Records excerpted from a collection:
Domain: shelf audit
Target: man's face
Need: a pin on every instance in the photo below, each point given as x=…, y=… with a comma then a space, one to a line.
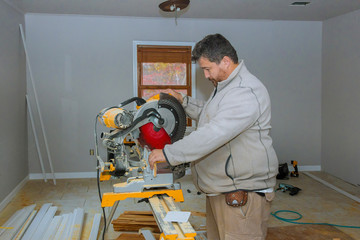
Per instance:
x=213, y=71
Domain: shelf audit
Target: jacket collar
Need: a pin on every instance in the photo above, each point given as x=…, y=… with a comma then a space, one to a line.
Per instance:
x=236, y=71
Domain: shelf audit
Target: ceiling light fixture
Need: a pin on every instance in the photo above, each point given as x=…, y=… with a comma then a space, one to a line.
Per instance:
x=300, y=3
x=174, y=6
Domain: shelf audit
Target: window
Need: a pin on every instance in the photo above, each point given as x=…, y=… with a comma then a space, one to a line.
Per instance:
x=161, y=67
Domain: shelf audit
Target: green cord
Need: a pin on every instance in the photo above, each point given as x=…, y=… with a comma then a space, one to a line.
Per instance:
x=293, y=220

==

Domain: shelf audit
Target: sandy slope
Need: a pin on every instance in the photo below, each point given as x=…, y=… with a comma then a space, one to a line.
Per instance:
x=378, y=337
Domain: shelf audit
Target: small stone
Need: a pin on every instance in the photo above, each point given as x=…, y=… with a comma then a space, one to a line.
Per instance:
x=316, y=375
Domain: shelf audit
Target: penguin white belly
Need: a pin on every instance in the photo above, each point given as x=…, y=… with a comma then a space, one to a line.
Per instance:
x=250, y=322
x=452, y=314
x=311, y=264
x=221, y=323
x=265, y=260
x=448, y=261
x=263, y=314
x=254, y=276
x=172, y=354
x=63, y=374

...

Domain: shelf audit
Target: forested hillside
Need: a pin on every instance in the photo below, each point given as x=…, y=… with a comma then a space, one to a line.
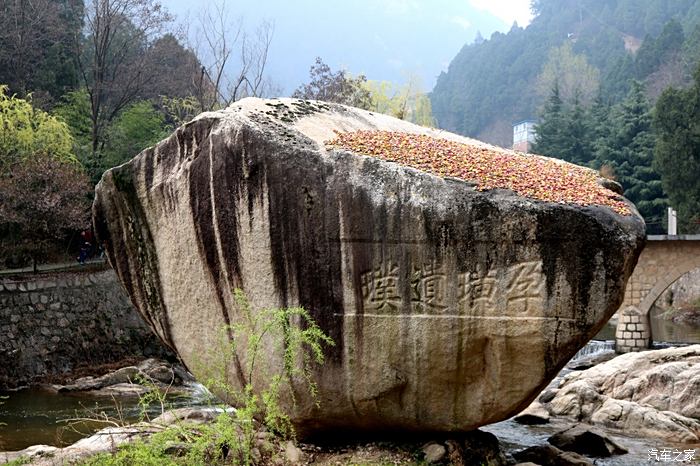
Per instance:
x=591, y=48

EXERCISE DIRECTIONS:
Read the entries above, then pull out the lines that include "Target".

ANSWER AREA:
Target: man's face
Target: jacket collar
Target: ceiling light fixture
Target: window
Target: green cord
Target: sandy slope
Target: small stone
Target: penguin white belly
Target: forested hillside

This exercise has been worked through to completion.